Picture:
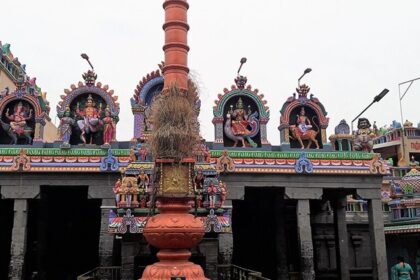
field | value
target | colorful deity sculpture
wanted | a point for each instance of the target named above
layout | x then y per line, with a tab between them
117	191
109	127
65	127
303	130
212	193
198	188
241	125
90	124
363	137
18	127
223	193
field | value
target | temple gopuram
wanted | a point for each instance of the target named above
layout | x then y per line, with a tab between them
77	205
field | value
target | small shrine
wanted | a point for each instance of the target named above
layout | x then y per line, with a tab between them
240	117
88	113
24	107
303	121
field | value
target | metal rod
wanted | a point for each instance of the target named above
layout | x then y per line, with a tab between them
401	97
412	80
363	111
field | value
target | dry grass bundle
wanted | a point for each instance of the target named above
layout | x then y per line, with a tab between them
175	124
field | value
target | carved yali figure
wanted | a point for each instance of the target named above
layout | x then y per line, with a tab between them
241	125
303	130
90	122
18	128
363	137
65	127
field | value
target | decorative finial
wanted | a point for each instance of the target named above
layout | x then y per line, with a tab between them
86	57
307	71
303	90
240	80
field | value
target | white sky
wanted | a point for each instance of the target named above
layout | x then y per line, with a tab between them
355	48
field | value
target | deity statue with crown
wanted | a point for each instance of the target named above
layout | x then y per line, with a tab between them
18	128
241	124
90	124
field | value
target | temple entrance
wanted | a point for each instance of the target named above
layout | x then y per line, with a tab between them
63	233
6	222
265	232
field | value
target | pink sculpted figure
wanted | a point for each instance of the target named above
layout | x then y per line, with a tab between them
18	118
223	193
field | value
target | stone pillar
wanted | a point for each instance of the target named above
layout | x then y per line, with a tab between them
129	250
377	240
281	245
18	245
106	240
341	237
305	240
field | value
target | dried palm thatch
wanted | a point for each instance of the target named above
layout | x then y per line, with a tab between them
175	125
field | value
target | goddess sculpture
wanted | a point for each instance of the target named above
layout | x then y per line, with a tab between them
109	127
303	122
18	118
241	125
90	123
223	193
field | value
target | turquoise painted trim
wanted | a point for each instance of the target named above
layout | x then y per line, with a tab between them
237	92
295	155
62	152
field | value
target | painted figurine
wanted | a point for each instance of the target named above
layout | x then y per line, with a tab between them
363	137
241	125
240	122
90	123
109	127
143	180
143	153
303	122
198	188
223	193
212	191
18	118
65	127
117	190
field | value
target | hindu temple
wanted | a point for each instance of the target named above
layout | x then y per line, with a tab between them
76	203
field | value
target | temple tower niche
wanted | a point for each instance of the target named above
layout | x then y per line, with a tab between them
240	117
303	121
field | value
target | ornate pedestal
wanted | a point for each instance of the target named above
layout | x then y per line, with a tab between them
174	230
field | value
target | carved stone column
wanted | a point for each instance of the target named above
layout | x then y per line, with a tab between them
377	239
281	242
18	245
341	236
106	240
305	240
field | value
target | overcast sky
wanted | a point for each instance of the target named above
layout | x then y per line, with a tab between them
355	48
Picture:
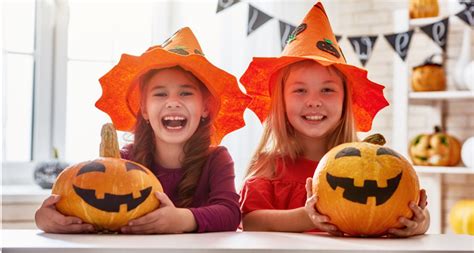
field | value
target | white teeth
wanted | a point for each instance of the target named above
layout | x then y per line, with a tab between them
174	128
173	118
314	117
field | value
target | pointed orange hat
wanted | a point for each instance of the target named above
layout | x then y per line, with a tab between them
313	39
121	94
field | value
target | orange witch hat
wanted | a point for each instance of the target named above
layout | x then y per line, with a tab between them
121	94
313	39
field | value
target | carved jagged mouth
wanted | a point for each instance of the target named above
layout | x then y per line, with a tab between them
370	189
111	202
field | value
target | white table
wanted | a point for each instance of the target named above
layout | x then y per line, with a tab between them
39	242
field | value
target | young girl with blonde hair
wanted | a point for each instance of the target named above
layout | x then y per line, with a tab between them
310	101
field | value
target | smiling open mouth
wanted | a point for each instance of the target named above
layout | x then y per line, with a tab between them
314	118
370	189
111	202
174	122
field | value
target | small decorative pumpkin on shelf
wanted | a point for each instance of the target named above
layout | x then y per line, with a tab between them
109	191
423	8
429	76
461	217
364	187
436	149
45	173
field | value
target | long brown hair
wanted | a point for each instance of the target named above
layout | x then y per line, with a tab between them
279	139
196	150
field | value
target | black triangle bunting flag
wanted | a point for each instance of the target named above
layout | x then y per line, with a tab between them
256	19
224	4
285	31
363	46
438	32
400	42
467	15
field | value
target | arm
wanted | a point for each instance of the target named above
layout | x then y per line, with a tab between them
222	212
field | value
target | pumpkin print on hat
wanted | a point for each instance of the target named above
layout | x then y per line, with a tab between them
109	191
436	149
364	187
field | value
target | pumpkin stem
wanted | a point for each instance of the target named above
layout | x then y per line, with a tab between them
109	143
376	139
55	153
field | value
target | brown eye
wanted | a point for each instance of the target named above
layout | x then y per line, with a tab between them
350	151
131	166
91	167
387	151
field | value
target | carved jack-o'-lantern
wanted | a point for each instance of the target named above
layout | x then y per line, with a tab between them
109	191
438	149
364	188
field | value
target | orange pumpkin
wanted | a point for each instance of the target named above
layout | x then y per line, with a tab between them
461	217
107	192
364	187
437	149
429	76
424	8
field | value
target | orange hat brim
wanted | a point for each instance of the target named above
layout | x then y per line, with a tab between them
121	96
367	96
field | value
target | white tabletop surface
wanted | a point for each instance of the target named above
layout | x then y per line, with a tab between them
38	242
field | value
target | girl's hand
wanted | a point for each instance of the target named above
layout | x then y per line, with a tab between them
320	221
50	220
166	219
418	224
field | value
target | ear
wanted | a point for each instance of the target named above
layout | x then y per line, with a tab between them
144	113
205	112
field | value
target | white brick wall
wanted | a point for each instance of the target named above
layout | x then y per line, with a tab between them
363	17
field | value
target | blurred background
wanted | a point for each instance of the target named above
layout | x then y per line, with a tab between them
54	52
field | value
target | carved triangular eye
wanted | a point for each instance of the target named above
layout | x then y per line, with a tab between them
387	151
91	167
349	151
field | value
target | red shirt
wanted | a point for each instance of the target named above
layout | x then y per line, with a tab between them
287	190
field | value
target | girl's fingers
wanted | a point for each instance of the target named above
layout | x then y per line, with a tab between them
410	225
73	220
140	229
51	200
423	199
395	232
146	219
419	215
318	218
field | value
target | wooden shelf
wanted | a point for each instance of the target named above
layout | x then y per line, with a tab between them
416	22
442	95
444	170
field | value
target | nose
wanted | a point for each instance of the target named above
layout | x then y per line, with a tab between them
314	101
172	102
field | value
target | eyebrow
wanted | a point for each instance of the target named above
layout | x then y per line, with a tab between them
185	86
303	83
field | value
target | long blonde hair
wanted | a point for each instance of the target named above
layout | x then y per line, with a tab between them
279	139
196	150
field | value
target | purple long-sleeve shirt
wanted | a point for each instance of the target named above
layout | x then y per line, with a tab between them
215	204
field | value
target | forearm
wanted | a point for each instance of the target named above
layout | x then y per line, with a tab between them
188	222
294	220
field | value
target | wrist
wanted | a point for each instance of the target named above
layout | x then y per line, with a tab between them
188	222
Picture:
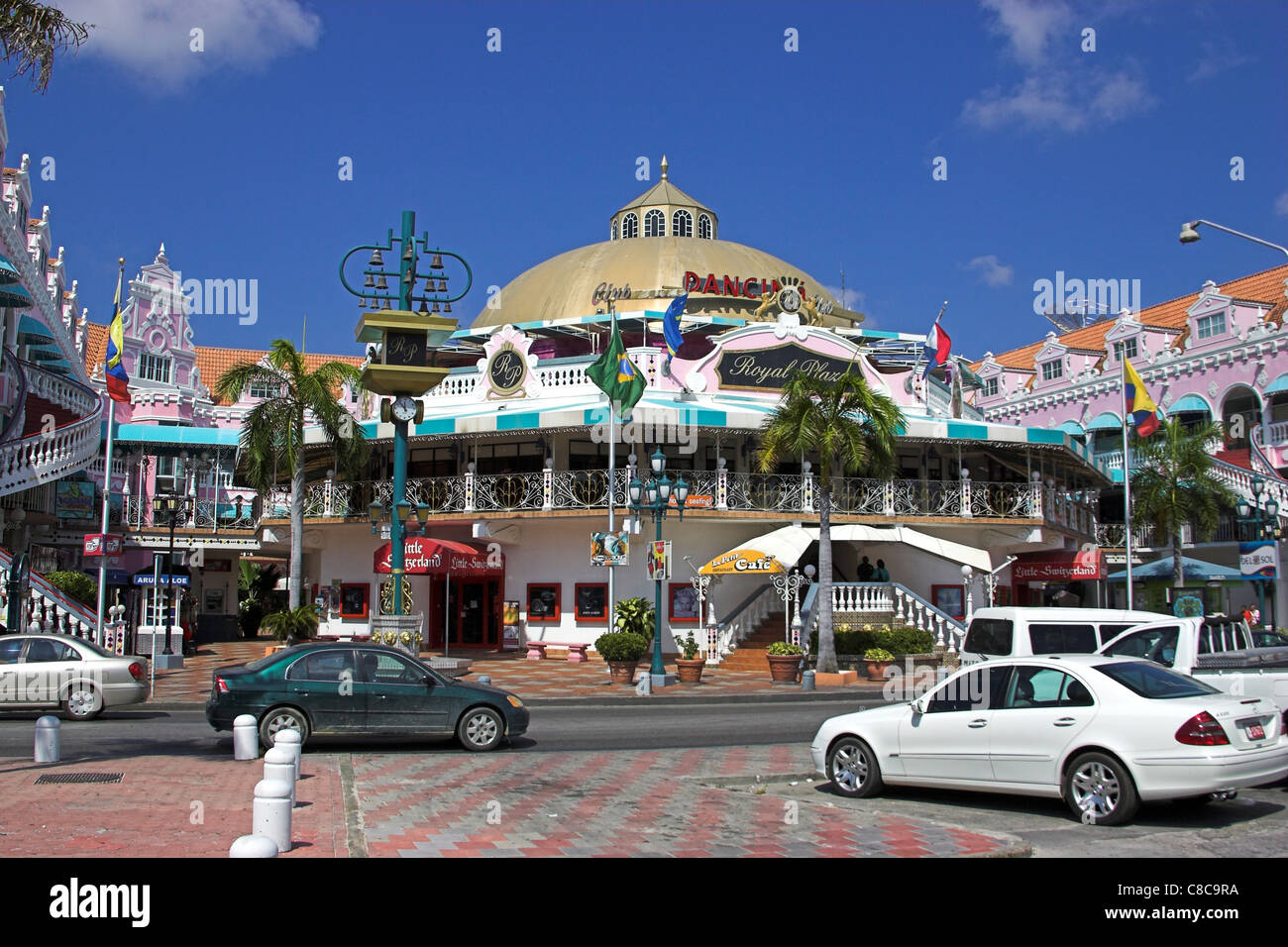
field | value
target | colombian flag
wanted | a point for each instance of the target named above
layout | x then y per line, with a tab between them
117	381
1140	406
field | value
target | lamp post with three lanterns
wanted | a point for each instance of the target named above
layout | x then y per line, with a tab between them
655	496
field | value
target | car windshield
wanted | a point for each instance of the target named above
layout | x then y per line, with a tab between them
1146	680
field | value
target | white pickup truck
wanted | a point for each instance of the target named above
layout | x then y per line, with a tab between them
1219	652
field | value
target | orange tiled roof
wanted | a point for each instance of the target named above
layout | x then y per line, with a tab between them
211	363
1266	286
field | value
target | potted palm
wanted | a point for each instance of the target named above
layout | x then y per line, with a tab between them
294	625
622	651
877	659
785	663
690	665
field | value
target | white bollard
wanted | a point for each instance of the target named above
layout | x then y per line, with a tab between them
288	740
279	766
253	847
245	738
50	740
271	814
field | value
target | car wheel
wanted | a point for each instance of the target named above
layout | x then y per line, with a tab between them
481	728
1100	789
282	719
851	768
84	702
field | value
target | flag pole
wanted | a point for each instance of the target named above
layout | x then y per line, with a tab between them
1126	482
107	482
612	480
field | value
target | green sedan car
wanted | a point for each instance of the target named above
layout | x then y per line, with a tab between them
351	689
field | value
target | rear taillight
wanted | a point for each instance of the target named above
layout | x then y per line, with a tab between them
1202	729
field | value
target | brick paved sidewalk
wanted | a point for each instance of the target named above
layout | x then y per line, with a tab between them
548	680
168	806
630	802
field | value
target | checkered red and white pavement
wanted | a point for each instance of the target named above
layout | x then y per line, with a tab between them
669	802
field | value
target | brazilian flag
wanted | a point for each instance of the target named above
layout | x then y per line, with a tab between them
617	376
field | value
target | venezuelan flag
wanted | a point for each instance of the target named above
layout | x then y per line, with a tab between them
1140	406
117	381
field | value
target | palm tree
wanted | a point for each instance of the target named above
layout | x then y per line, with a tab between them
273	431
35	34
1172	484
848	427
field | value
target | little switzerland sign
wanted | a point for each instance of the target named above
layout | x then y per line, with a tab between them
771	368
425	557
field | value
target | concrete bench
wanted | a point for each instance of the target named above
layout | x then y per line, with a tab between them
576	652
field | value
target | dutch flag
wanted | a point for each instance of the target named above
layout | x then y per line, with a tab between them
938	346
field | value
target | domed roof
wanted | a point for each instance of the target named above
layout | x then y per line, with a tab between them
580	281
671	254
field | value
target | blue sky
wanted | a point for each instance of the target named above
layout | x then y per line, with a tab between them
1057	158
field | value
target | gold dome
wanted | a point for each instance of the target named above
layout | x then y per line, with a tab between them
639	270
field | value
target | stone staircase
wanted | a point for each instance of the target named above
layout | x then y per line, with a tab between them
750	655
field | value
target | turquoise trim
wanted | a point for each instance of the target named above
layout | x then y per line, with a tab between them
518	420
1190	402
439	425
156	434
967	432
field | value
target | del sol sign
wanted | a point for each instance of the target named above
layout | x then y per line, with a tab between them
771	368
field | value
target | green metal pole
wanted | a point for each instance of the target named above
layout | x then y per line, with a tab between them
658	513
398	558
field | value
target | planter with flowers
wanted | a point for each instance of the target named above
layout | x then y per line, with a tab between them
690	665
877	659
785	663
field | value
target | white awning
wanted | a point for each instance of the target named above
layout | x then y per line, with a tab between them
978	560
780	551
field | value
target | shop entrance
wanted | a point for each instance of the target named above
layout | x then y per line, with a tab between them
472	615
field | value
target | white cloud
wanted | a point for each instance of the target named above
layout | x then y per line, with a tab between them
992	270
1219	55
153	39
1026	25
1059	90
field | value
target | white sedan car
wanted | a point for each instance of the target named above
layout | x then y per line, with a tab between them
1103	733
50	671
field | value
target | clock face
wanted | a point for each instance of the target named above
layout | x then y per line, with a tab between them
404	408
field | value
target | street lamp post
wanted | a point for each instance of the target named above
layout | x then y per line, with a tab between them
655	496
1258	519
174	508
407	344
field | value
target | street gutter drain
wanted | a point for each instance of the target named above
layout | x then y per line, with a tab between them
78	777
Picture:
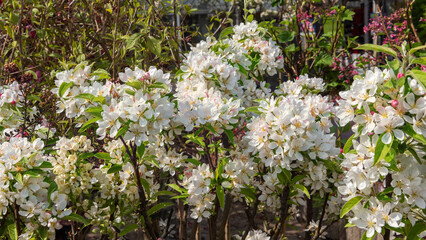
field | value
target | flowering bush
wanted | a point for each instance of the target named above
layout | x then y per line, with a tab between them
211	136
384	172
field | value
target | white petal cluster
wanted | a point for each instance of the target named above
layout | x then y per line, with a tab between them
257	235
293	132
11	113
384	115
200	198
141	102
218	78
23	187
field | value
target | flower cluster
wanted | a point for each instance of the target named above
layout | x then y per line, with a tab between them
293	132
141	104
198	183
23	187
389	125
218	78
394	26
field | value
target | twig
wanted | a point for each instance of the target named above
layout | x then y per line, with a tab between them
226	211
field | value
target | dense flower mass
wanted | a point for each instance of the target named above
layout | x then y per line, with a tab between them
389	125
293	132
148	150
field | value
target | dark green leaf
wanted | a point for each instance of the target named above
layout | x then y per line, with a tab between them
45	164
378	48
86	96
381	149
158	207
418	228
225	32
76	218
64	86
115	168
13	232
193	161
154	45
129	228
220	195
103	155
408	129
349	205
87	124
304	190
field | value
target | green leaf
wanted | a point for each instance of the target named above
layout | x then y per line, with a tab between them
230	135
250	18
284	176
193	161
297	178
158	207
304	189
64	86
349	225
408	129
101	73
253	109
133	39
164	193
94	110
103	155
158	85
349	205
18	177
134	84
348	144
122	131
99	99
416	156
146	186
381	149
286	36
115	168
141	151
52	188
13	18
364	236
421	61
418	228
413	50
347	15
176	187
420	76
45	164
85	156
242	69
86	96
249	193
13	232
127	229
154	45
225	32
87	124
76	218
220	195
378	48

- [Required task] How many lines in the entries above contain the string "figure", with case counting? Reply with the number alone.

- [Final result] 2